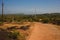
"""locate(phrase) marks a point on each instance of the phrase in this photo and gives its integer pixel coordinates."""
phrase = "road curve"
(44, 32)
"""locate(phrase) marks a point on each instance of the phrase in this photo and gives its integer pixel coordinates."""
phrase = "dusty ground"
(44, 32)
(39, 31)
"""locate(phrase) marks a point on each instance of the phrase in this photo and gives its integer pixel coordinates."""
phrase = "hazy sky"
(31, 6)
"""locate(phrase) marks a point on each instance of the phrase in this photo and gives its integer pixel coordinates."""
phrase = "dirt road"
(44, 32)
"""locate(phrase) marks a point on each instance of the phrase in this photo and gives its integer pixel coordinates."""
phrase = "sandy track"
(44, 32)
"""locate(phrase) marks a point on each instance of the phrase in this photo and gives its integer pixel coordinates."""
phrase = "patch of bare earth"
(44, 32)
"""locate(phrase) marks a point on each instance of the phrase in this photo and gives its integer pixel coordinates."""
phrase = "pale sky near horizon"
(30, 6)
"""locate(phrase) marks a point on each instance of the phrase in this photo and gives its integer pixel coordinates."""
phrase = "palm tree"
(2, 10)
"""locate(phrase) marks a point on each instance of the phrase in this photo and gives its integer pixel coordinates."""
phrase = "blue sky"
(31, 6)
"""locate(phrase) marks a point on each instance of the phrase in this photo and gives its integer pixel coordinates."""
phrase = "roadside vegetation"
(13, 33)
(53, 18)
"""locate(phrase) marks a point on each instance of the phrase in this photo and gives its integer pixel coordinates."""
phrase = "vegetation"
(45, 18)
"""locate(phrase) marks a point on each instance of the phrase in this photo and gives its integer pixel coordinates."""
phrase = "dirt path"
(44, 32)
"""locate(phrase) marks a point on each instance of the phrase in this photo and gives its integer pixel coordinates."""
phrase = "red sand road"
(44, 32)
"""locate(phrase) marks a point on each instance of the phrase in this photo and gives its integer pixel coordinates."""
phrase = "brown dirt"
(44, 32)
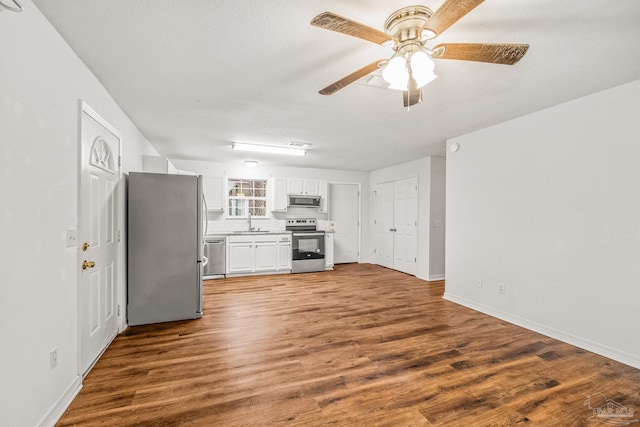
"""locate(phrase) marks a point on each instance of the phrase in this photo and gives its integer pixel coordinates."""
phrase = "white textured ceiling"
(196, 75)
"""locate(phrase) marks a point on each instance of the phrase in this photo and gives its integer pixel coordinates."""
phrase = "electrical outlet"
(53, 358)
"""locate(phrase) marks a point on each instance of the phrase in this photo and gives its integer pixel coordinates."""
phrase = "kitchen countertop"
(246, 233)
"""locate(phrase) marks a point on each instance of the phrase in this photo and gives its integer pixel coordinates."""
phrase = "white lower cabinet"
(284, 252)
(328, 251)
(248, 254)
(265, 255)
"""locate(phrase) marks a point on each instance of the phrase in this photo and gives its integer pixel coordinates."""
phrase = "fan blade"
(356, 75)
(412, 96)
(449, 13)
(333, 22)
(494, 53)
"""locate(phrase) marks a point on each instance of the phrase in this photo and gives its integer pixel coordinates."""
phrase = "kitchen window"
(247, 197)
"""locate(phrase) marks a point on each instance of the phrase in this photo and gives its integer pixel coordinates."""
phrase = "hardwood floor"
(360, 346)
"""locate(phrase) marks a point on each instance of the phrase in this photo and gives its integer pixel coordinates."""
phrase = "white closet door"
(345, 216)
(384, 233)
(405, 241)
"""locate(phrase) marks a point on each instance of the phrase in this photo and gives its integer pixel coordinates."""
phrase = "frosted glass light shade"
(396, 73)
(422, 68)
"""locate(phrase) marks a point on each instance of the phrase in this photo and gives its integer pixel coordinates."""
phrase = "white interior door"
(384, 234)
(345, 222)
(97, 236)
(405, 217)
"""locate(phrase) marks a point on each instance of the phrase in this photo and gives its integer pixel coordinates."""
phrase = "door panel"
(345, 217)
(396, 234)
(405, 223)
(97, 227)
(384, 225)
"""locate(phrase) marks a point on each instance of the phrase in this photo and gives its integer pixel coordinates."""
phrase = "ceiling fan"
(408, 31)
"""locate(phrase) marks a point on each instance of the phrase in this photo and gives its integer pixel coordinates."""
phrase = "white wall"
(422, 169)
(549, 205)
(41, 81)
(437, 225)
(218, 222)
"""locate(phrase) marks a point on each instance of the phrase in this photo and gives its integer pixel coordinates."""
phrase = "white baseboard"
(56, 411)
(585, 344)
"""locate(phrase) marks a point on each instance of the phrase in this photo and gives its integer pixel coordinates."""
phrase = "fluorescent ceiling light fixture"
(273, 149)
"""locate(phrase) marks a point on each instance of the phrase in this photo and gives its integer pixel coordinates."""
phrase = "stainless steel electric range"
(307, 250)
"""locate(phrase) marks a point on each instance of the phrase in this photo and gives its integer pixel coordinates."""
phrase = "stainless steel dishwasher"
(214, 250)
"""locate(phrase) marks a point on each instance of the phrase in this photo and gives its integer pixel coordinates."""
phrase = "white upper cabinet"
(280, 200)
(213, 193)
(324, 197)
(307, 187)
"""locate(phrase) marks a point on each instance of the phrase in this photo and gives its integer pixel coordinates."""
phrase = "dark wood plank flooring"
(359, 346)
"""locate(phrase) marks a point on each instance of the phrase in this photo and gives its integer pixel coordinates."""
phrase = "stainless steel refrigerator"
(164, 249)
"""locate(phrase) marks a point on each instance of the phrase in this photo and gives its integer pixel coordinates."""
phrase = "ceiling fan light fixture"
(422, 67)
(396, 73)
(271, 149)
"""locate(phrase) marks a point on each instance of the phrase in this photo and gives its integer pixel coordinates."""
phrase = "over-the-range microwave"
(304, 201)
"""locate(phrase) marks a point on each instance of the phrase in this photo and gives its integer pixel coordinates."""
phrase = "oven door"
(307, 245)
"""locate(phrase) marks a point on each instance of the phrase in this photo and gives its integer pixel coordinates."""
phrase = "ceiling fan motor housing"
(405, 25)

• **EXERCISE OBJECTIVE**: Extract the text of all the records above verbatim, excluding pictures.

• **FINISHED EXERCISE**:
"""locate(phrase) marks a point on each instance of the phrase in this photo and gives its integer pixel coordinates."""
phrase = "road curve"
(44, 32)
"""locate(phrase) marks a point on each instance of the phrase in this photo and gives its integer pixel coordinates."""
phrase = "dusty ground"
(44, 32)
(39, 31)
"""locate(phrase) marks a point on each instance of the phrase in this photo and gives its integer pixel coordinates."""
phrase = "hazy sky"
(31, 6)
"""locate(phrase) marks a point on each instance of the phrase in this photo and gives its integer pixel coordinates."""
phrase = "dirt road"
(44, 32)
"""locate(phrase) marks a point on each instance of the phrase in this photo and gives its integer pixel coordinates."""
phrase = "sandy track"
(44, 32)
"""locate(phrase) marks a point on each instance of the phrase in this photo and gives its integer pixel coordinates."""
phrase = "patch of bare earth"
(44, 32)
"""locate(phrase) marks a point on each instance of the phrase in this photo and gives its integer pixel coordinates."""
phrase = "pale sky near horizon"
(30, 6)
"""locate(phrase) marks a point on each instance of the phrase in this photo and gives its integer pixel coordinates."""
phrase = "palm tree"
(2, 10)
"""locate(phrase) marks a point on each instance of the phrase in this photo and gives its integer pixel coordinates."""
phrase = "blue sky"
(31, 6)
"""locate(phrase) marks a point on each instance of the phrase in this photo and gives its integer pixel coordinates."""
phrase = "roadside vegetation"
(13, 33)
(53, 18)
"""locate(phrase) marks a point on each instance of the phrase in this photo and gives its integer pixel coordinates."""
phrase = "vegetation"
(45, 18)
"""locate(phrase) marks a point on each instance of the phrase in this photo and gives its integer pixel coordinates."""
phrase = "dirt path"
(44, 32)
"""locate(phrase) marks a point on each instance of the phrase in this photo and gives its integer pixel coordinates."""
phrase = "red sand road"
(44, 32)
"""locate(phrase) marks a point on each instance of the phrase in this photo and gives its integer pixel coordinates."""
phrase = "brown dirt"
(44, 32)
"""locate(phrase) marks a point on each instance of the phrase in this photo and gives its integer pixel coordinates."""
phrase = "white textured ceiling"
(196, 75)
"""locate(phrase) marks a point on each instance of the phrase in this photo and gives its integer pixel coordinates."""
phrase = "electrical outlet"
(53, 358)
"""locate(phrase) marks a point on each instance of the phrase in this photo and gives its integer pixel coordinates."""
phrase = "kitchen countertop"
(246, 233)
"""locate(phrase) marks a point on each instance of the phrase in this photo and gives its integer pixel coordinates."""
phrase = "white lower cabinet"
(284, 252)
(328, 251)
(248, 254)
(265, 255)
"""locate(phrase) marks a point on each instance of the phrase in this photo and gives its integer pixel coordinates."""
phrase = "fan blade"
(356, 75)
(412, 96)
(449, 13)
(333, 22)
(494, 53)
"""locate(phrase) marks a point on each instance of the phrase in this photo and gives its integer pixel coordinates."""
phrase = "kitchen window"
(247, 197)
"""locate(phrase) marks a point on each instance of the phrase in this photo and gives its integer pixel coordinates."""
phrase = "hardwood floor"
(360, 346)
"""locate(phrase) marks a point on each instance of the phrase in this photo and gives its integer pixel coordinates."""
phrase = "white closet door"
(345, 216)
(384, 233)
(405, 241)
"""locate(phrase) marks a point on each instance of the phrase in this photo and gives its integer pixel coordinates."""
phrase = "frosted glass light shade"
(396, 73)
(422, 68)
"""locate(phrase) marks a point on each instance of the phrase in this photo and gives its integer pixel coordinates."""
phrase = "white interior door"
(384, 234)
(345, 222)
(97, 236)
(405, 217)
"""locate(phrase) marks a point on each instance of the phrase in this photo and gives its integer pixel coordinates."""
phrase = "door panel"
(345, 217)
(396, 234)
(405, 223)
(97, 227)
(384, 225)
"""locate(phrase) marks a point on each instance of the phrase in this photo and gives its integer pixel coordinates."""
phrase = "ceiling fan"
(408, 31)
"""locate(phrase) marks a point on each instance of the phrase in this photo and gives its integer pixel coordinates."""
phrase = "white wall"
(422, 169)
(549, 205)
(41, 81)
(437, 225)
(218, 222)
"""locate(phrase) marks a point on each instance of the phrase in this photo and gives its integer pixel coordinates."""
phrase = "white baseboard"
(56, 411)
(585, 344)
"""locate(phrase) marks a point on each instance of the phrase in this photo and gives its integer pixel coordinates."""
phrase = "fluorescent ceiling light fixture"
(273, 149)
"""locate(phrase) marks a point on each instance of the phrase in this photo and gives its integer pixel coordinates."""
phrase = "stainless steel electric range"
(307, 250)
"""locate(phrase) marks a point on each instance of the phrase in this photo and gives its integer pixel coordinates."""
phrase = "stainless steel dishwasher"
(214, 250)
"""locate(phrase) marks a point on each instance of the phrase in this photo and gives its integer pixel coordinates."""
phrase = "white upper cabinet"
(280, 200)
(213, 193)
(324, 197)
(307, 187)
"""locate(phrase) marks a point on each instance of the phrase in this photo and gives its integer pixel coordinates."""
phrase = "dark wood plank flooring"
(359, 346)
"""locate(phrase) marks a point on each instance of the phrase in this photo and gives its integer pixel coordinates."""
phrase = "stainless steel refrigerator"
(164, 249)
"""locate(phrase) marks a point on each instance of the phrase in this photo and gives its integer pixel coordinates."""
phrase = "ceiling fan light fixture"
(422, 67)
(396, 73)
(271, 149)
"""locate(phrase) marks a point on each instance of the phrase in this photo and gives its integer pixel coordinates."""
phrase = "over-the-range microwave"
(304, 201)
"""locate(phrase) marks a point on each instance of the phrase in this photo and gives its integer pixel coordinates."""
phrase = "oven door"
(307, 245)
"""locate(phrase) marks a point on each instance of the phrase in this photo and gives its integer pixel coordinates."""
phrase = "ceiling fan motor housing"
(405, 25)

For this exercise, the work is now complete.